Task details: Using the records that follow, tally the lines containing the word "track" and state only the count.

The data:
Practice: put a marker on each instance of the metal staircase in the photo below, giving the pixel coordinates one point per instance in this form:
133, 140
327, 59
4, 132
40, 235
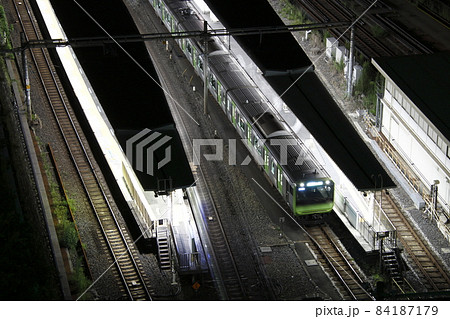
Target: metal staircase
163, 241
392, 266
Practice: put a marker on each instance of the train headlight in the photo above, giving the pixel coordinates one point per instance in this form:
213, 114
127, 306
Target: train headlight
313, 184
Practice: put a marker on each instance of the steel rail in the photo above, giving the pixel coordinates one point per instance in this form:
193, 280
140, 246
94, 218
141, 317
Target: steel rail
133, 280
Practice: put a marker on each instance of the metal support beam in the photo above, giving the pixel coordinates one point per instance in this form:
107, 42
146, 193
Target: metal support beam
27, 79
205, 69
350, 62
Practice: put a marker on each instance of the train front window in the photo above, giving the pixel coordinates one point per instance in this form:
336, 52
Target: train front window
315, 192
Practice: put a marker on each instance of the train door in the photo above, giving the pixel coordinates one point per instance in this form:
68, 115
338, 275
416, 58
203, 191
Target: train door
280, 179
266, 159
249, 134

...

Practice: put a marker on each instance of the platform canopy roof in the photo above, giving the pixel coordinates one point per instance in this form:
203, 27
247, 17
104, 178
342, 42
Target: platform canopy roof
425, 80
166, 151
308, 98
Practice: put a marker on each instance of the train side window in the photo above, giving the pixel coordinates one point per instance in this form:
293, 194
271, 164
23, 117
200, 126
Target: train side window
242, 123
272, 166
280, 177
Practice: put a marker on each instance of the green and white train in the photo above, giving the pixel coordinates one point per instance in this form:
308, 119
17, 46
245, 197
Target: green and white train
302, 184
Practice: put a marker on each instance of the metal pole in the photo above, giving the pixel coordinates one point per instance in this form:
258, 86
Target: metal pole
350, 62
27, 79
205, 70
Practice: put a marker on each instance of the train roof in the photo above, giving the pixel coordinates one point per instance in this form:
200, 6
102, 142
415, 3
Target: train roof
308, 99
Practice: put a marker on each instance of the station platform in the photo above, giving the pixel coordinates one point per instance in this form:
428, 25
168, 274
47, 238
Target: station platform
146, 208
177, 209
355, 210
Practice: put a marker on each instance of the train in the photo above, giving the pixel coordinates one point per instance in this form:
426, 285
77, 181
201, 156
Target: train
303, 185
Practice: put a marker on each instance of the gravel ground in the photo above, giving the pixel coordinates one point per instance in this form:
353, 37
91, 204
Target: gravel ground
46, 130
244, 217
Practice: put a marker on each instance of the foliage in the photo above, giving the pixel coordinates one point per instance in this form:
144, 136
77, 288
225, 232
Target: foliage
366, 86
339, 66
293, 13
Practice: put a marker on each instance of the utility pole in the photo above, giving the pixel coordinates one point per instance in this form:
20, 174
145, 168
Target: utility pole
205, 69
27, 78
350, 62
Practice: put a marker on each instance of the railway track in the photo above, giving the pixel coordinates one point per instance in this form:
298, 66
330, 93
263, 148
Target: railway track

* * *

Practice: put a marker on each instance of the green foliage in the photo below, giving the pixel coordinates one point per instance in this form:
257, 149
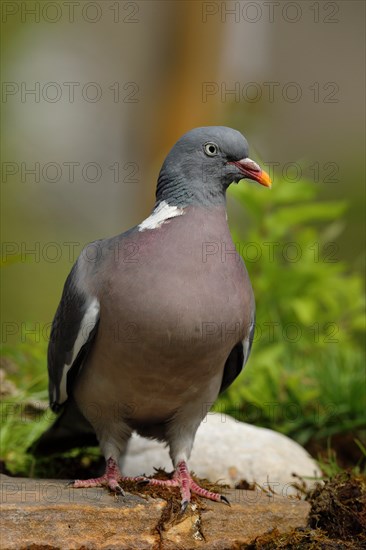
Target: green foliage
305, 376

Solved problem: 2